Entries on locating named things
======
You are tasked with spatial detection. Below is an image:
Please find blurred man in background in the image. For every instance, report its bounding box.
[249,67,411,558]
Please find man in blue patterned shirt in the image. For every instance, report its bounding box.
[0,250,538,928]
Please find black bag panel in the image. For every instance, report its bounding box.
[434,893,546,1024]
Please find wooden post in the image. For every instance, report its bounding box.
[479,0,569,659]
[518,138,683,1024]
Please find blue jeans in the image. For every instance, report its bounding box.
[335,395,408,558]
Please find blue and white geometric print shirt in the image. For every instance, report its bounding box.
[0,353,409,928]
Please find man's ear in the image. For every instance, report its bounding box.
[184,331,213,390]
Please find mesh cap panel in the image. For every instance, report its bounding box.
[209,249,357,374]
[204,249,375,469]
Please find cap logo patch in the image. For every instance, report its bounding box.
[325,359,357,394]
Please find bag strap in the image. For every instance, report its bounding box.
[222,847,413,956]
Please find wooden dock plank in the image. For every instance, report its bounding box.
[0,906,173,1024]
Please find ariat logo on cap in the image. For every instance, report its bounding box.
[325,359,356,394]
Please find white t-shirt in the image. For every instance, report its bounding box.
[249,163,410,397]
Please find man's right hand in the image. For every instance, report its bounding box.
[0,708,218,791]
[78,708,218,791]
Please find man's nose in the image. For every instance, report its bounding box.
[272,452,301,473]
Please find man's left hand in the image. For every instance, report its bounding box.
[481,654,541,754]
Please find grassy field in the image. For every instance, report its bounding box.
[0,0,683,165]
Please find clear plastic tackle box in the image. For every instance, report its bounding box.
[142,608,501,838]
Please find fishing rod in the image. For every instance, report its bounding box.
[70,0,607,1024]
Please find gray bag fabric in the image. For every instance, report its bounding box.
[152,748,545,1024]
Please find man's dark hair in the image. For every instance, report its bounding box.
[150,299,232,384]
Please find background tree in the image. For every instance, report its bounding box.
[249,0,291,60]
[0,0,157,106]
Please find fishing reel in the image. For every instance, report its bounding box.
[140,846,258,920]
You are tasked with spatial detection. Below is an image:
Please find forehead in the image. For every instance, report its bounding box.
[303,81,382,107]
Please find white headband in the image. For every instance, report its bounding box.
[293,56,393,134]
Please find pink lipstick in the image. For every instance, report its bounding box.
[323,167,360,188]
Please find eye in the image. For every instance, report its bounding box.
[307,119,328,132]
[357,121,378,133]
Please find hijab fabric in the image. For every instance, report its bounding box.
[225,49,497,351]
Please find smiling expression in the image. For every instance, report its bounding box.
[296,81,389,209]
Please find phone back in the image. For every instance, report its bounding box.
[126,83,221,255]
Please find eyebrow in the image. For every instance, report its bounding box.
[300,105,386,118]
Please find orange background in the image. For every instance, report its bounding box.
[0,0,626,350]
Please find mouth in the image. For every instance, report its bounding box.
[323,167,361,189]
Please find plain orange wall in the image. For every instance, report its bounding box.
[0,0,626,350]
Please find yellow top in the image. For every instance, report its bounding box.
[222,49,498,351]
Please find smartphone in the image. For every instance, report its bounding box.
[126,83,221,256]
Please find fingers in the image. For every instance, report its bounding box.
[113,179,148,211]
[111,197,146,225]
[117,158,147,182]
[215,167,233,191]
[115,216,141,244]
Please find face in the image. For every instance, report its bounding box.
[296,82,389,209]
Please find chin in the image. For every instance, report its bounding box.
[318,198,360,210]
======
Task brief: Gather each line that contains the word "fabric" and copy those lines in full.

Solution to the exercise:
Please find gray bag fabric in the image. For every instance, report its bounding box.
Please find hijab fabric in the image. For every instance, report its bounding box.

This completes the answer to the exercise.